BURKE: It completely failed, for the simple reason that the whole concept of it was wrong from the beginning, which was about pushing people into their corners. That's what it was about, and that meant you would always in those situations empower the most militant players. That's what happens when you push people into their corners.

Look at the outcomes. We had the pandemic, so you've got to go before the pandemic to get realistic statistics. Every year of the ABCC productivity in the construction industry went backwards. You compare the days lost to industrial disputes when the ABCC was in place to what we have now, it has now fallen by 30 per cent.

The outcomes for productivity are better now because we abolished the ABCC. What these allegations make clear is there is more to be done, but going back to the old method is clearly not the way to go.

KARVELAS: Okay, but isn't it the case that given all of the evidence that you've just supplied that the ABCC needed tougher powers then, if it wasn't able to do what it should have been doing?

BURKE: It was never able to deal with police matters, because police matters have to be dealt with by the police forces. So there are some matters here that properly go to the police.

What is needed: Translate this sentence from the interview transcript into Spanish: "The outcomes for productivity are better now because we abolished the ABCC."

Given data:

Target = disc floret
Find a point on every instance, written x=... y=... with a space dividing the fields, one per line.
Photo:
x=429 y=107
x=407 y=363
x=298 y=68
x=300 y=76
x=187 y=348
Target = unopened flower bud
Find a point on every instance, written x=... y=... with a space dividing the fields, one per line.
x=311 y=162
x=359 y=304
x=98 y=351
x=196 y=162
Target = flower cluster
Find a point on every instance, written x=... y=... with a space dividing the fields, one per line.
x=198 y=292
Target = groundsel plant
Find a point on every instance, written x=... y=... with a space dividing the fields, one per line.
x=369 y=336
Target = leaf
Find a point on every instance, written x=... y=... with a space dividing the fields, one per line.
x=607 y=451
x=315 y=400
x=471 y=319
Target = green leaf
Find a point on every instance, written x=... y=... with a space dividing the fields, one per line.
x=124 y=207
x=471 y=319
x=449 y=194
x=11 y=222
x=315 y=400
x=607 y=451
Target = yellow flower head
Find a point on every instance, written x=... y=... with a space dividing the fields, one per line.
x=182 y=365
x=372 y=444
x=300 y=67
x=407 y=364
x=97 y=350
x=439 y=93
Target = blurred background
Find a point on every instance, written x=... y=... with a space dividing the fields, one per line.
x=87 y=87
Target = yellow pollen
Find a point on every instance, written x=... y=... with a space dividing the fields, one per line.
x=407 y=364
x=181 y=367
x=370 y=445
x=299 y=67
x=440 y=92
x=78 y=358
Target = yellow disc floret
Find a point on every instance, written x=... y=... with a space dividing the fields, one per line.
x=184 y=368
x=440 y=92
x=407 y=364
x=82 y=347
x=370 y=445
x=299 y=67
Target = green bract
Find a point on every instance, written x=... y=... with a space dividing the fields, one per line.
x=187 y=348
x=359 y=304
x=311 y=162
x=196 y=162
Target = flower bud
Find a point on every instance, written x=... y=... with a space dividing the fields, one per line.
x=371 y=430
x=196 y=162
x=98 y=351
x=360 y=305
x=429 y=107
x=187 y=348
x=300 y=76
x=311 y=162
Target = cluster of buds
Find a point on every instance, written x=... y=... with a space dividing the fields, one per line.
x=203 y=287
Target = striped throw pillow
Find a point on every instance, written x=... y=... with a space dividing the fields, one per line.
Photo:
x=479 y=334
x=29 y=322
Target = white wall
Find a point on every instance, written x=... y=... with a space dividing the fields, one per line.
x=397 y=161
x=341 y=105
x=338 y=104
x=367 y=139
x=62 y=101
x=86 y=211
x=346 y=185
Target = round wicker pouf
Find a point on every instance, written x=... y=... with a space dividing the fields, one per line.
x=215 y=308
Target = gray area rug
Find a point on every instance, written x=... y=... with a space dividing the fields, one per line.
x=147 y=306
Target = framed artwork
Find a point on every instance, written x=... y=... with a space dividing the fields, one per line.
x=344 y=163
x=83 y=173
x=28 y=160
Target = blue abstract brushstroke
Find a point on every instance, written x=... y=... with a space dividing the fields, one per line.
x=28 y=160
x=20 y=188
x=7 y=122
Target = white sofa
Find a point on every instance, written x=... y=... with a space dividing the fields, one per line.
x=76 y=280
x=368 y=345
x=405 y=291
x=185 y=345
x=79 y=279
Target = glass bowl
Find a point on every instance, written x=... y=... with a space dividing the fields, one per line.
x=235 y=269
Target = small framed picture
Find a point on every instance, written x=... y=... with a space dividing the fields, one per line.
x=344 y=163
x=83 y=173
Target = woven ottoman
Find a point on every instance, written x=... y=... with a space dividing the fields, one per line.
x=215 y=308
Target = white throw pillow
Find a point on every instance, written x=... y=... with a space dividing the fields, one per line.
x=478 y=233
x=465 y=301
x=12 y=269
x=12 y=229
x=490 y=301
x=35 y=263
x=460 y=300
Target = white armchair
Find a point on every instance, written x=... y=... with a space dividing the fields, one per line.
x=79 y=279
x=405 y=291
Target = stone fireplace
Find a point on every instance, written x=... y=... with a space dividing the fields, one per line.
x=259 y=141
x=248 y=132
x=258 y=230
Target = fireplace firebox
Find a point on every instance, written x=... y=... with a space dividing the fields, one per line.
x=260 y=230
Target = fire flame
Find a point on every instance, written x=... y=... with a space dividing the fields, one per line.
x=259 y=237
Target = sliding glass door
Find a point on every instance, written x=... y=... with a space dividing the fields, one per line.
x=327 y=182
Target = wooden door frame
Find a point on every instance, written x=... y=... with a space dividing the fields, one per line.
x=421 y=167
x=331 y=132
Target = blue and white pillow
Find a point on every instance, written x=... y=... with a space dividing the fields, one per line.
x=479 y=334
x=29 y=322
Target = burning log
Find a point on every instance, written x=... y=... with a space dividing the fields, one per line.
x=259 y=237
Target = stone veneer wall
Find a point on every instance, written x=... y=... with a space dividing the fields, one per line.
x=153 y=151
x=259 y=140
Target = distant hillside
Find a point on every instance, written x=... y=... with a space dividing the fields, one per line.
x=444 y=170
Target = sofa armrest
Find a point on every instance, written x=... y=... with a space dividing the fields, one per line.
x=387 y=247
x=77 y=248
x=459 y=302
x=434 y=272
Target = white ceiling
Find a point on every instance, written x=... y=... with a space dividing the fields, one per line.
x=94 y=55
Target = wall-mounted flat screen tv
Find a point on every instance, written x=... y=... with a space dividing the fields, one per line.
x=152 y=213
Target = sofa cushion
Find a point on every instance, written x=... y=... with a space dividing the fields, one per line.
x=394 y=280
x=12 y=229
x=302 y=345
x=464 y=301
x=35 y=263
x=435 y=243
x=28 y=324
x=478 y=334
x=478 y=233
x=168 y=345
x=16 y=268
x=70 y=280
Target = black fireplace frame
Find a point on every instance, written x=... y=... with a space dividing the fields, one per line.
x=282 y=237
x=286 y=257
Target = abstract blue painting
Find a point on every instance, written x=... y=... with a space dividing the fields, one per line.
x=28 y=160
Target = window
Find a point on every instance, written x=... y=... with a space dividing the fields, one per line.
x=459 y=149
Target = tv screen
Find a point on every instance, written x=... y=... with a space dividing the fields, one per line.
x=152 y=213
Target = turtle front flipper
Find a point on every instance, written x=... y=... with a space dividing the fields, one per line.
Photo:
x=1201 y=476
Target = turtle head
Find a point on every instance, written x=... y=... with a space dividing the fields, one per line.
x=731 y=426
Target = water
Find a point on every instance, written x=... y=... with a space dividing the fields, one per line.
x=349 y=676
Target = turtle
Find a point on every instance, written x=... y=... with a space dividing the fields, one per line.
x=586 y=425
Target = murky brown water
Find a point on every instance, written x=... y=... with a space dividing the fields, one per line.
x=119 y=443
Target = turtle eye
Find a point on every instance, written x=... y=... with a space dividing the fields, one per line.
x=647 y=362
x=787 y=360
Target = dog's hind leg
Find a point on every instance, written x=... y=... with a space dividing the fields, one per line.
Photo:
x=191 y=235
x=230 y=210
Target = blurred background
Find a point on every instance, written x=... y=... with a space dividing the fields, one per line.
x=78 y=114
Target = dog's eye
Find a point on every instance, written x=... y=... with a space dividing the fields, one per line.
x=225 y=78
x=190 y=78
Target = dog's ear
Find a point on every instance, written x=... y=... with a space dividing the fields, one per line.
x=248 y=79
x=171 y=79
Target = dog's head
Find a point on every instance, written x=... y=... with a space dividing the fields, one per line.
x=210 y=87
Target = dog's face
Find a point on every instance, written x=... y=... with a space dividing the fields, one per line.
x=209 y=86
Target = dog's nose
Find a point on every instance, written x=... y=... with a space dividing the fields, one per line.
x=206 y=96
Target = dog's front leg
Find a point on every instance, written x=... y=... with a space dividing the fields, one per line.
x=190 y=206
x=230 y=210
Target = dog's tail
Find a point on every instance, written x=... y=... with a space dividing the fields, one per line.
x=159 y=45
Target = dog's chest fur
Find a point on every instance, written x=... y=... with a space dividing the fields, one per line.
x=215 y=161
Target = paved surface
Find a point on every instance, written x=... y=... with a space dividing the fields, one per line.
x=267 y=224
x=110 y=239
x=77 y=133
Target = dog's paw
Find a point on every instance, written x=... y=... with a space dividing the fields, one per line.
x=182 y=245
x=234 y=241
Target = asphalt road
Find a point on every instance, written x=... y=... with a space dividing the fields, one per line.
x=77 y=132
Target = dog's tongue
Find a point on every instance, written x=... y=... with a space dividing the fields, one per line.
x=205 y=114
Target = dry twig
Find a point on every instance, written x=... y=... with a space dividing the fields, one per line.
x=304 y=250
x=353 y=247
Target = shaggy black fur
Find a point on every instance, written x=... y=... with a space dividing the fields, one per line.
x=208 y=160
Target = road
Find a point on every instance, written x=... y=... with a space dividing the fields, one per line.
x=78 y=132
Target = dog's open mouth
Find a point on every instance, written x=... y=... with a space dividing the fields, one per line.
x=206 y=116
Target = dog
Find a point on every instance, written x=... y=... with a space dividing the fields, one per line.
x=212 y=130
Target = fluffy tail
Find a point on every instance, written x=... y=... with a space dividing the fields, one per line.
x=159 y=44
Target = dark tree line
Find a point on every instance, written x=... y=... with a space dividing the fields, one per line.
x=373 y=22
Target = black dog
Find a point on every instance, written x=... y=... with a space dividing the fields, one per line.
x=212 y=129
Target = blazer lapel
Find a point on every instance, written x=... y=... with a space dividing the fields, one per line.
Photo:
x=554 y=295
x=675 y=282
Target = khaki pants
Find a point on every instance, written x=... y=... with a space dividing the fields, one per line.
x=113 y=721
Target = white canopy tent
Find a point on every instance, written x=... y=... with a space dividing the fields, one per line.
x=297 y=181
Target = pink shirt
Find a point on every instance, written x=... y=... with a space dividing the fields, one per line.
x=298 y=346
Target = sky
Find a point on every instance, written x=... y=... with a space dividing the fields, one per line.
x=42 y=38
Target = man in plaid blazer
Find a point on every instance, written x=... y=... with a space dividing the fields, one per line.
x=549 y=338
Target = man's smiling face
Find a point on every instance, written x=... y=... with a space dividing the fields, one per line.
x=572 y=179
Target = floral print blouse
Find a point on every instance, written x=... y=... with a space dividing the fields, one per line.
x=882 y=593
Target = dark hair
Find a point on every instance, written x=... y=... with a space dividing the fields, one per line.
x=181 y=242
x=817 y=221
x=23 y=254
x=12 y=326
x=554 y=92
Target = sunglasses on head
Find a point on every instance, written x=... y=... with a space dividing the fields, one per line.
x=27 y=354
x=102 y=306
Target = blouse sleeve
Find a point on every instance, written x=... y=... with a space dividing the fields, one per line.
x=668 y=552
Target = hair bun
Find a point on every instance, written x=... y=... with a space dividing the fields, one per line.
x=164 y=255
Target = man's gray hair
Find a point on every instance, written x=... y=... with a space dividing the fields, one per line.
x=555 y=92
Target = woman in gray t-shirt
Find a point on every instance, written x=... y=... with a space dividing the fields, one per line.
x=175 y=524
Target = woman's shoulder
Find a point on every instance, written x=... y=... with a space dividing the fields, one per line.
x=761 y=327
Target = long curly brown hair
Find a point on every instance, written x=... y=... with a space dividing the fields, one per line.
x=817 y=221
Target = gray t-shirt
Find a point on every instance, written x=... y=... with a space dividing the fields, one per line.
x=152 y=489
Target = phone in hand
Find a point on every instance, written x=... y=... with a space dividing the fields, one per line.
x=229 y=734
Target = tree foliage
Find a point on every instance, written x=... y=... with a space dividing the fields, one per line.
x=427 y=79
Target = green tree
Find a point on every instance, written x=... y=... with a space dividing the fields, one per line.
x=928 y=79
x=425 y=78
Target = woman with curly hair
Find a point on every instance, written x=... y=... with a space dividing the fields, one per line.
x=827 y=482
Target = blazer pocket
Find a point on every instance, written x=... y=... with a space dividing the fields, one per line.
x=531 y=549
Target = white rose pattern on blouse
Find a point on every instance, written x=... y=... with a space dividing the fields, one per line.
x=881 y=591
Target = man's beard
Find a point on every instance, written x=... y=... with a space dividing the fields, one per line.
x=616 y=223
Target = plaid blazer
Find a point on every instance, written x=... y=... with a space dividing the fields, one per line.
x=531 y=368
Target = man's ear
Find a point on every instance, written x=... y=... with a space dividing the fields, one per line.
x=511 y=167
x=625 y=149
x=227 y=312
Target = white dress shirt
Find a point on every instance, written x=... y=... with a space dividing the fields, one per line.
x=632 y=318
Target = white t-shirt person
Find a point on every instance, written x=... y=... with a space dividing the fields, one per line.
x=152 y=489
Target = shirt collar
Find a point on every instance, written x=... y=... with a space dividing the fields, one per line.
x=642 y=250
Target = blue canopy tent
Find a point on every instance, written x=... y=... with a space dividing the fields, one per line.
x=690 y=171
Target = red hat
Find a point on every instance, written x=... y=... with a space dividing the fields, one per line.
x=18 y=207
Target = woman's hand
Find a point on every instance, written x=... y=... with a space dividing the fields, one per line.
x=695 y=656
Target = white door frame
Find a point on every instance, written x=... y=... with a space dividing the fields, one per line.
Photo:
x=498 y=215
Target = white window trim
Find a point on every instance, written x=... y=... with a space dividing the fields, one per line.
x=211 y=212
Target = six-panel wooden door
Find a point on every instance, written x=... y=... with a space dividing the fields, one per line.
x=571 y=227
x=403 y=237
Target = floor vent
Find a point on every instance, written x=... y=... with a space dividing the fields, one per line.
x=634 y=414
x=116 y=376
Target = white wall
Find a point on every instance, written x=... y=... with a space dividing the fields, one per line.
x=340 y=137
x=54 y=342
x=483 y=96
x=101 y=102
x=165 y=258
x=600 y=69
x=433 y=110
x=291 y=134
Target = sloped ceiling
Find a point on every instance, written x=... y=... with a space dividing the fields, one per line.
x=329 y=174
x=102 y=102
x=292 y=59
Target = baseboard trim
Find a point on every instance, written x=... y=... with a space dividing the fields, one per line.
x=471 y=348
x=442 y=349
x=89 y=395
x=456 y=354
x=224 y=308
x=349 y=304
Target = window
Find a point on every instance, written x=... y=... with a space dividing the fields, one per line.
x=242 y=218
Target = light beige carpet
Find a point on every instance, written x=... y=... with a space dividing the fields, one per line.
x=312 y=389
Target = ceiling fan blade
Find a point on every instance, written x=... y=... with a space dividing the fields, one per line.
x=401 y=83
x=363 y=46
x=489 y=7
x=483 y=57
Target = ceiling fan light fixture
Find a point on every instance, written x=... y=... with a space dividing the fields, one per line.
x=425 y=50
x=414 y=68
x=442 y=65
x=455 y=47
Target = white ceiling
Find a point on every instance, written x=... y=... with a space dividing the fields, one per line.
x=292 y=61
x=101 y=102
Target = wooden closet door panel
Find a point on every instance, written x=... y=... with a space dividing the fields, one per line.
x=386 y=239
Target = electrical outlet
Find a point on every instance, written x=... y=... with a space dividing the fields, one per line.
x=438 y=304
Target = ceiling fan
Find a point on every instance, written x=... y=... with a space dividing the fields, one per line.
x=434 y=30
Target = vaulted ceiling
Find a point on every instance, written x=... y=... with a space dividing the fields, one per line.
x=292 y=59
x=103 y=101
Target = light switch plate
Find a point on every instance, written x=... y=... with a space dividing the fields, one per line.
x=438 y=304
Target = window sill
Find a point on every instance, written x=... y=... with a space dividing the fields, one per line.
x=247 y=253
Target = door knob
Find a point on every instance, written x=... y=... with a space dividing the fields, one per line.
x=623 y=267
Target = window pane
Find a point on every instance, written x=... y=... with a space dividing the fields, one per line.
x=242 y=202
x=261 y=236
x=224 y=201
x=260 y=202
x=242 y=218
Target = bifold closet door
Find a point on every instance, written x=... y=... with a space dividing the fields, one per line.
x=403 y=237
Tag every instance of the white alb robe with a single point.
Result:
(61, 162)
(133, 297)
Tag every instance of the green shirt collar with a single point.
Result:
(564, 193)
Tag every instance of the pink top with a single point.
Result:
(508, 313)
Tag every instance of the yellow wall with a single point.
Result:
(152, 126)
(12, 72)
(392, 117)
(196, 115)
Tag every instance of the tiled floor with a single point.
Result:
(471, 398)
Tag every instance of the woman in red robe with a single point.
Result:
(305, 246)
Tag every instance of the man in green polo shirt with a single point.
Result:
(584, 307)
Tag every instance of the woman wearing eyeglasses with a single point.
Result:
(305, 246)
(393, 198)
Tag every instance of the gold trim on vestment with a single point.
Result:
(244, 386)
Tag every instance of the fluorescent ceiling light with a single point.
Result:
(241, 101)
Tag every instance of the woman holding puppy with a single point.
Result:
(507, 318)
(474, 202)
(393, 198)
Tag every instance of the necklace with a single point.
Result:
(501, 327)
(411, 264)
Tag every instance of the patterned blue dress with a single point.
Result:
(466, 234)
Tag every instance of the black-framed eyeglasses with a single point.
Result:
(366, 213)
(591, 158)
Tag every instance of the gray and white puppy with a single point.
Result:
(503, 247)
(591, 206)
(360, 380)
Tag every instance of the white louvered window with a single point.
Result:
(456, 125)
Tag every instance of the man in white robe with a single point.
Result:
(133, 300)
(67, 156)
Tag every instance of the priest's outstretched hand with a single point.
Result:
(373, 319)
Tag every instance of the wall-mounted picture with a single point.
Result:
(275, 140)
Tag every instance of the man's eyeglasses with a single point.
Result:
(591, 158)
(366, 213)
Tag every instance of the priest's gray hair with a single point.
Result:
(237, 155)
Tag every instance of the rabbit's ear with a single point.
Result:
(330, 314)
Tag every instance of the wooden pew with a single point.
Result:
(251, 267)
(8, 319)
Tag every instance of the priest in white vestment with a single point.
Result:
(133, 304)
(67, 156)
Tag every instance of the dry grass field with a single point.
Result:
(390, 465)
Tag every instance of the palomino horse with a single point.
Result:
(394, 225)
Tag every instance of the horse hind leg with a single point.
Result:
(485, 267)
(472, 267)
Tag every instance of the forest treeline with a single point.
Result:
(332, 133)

Exercise response: Los resultados en materia de productividad son mejores ahora porque abolimos la ABCC.